WHAT IS EXPECTED
Print each of the entries exactly, leaving nothing out.

++++++

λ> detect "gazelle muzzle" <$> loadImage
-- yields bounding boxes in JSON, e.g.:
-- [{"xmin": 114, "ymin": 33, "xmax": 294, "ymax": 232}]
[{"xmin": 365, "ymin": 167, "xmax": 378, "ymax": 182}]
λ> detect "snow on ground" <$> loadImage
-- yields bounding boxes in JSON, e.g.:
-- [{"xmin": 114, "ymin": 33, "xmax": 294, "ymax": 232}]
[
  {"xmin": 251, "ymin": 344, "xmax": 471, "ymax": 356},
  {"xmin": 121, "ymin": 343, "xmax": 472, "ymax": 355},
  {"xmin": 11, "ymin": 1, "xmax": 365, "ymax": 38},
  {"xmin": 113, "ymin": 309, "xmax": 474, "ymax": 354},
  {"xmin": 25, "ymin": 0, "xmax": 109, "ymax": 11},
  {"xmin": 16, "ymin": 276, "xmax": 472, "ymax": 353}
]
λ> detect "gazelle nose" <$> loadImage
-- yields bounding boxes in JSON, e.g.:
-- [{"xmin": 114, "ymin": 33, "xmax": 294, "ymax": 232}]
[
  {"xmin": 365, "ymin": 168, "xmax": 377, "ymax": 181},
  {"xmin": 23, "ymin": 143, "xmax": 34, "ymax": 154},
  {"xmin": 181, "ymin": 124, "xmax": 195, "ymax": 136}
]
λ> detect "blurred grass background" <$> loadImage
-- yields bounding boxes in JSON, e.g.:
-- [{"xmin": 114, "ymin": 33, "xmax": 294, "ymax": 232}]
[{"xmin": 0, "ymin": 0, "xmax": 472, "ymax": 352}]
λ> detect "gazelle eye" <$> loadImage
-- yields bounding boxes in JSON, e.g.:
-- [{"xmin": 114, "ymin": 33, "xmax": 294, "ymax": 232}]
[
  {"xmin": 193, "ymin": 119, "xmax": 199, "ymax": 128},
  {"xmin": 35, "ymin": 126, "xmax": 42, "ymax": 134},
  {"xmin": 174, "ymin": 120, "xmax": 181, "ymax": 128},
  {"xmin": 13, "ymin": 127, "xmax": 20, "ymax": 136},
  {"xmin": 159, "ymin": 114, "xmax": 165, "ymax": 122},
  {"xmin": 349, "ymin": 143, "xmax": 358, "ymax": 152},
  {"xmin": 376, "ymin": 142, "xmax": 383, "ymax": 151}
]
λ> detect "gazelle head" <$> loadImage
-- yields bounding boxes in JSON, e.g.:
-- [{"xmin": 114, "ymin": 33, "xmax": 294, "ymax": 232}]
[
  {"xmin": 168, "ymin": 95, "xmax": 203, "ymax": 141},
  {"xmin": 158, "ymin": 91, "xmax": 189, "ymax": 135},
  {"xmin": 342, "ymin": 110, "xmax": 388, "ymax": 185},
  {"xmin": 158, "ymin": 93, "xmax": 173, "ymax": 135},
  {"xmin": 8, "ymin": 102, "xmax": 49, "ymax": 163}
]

++++++

ANSWER BOX
λ> detect "gazelle muzzle" <$> loadImage
-- yields bounding boxes in JSON, e.g.:
-- [{"xmin": 114, "ymin": 33, "xmax": 294, "ymax": 232}]
[{"xmin": 365, "ymin": 167, "xmax": 378, "ymax": 182}]
λ> detect "snow on ground" <$> loadImage
-- yields bounding boxes in JSON, e.g.:
-- [{"xmin": 114, "ymin": 33, "xmax": 294, "ymax": 232}]
[
  {"xmin": 251, "ymin": 344, "xmax": 471, "ymax": 356},
  {"xmin": 121, "ymin": 343, "xmax": 472, "ymax": 355},
  {"xmin": 11, "ymin": 1, "xmax": 365, "ymax": 38},
  {"xmin": 113, "ymin": 309, "xmax": 474, "ymax": 354},
  {"xmin": 25, "ymin": 0, "xmax": 109, "ymax": 11},
  {"xmin": 16, "ymin": 276, "xmax": 472, "ymax": 353}
]
λ> detect "gazelle nose" <$> loadImage
-- yields bounding boxes in JSON, e.g.:
-- [{"xmin": 114, "ymin": 33, "xmax": 294, "ymax": 232}]
[
  {"xmin": 365, "ymin": 168, "xmax": 377, "ymax": 181},
  {"xmin": 23, "ymin": 143, "xmax": 34, "ymax": 154},
  {"xmin": 181, "ymin": 124, "xmax": 195, "ymax": 136}
]
λ> detect "blurred grass background" <$> loadImage
-- yields bounding boxes in JSON, e.g.:
-- [{"xmin": 114, "ymin": 33, "xmax": 294, "ymax": 232}]
[{"xmin": 0, "ymin": 0, "xmax": 472, "ymax": 352}]
λ> detect "gazelle eye" <$> loadImage
-- yields bounding boxes in JSON, e.g.:
-- [{"xmin": 114, "ymin": 33, "xmax": 294, "ymax": 232}]
[
  {"xmin": 193, "ymin": 119, "xmax": 199, "ymax": 128},
  {"xmin": 35, "ymin": 126, "xmax": 42, "ymax": 134},
  {"xmin": 174, "ymin": 120, "xmax": 181, "ymax": 128},
  {"xmin": 13, "ymin": 127, "xmax": 20, "ymax": 136},
  {"xmin": 159, "ymin": 114, "xmax": 165, "ymax": 122},
  {"xmin": 349, "ymin": 143, "xmax": 358, "ymax": 152},
  {"xmin": 376, "ymin": 142, "xmax": 383, "ymax": 151}
]
λ> detect "gazelle head" <$> loadImage
-- yields bounding boxes in JSON, e.g.:
-- [{"xmin": 114, "ymin": 33, "xmax": 294, "ymax": 232}]
[
  {"xmin": 168, "ymin": 95, "xmax": 203, "ymax": 141},
  {"xmin": 158, "ymin": 91, "xmax": 189, "ymax": 135},
  {"xmin": 342, "ymin": 110, "xmax": 388, "ymax": 185},
  {"xmin": 158, "ymin": 93, "xmax": 173, "ymax": 135},
  {"xmin": 8, "ymin": 102, "xmax": 49, "ymax": 163}
]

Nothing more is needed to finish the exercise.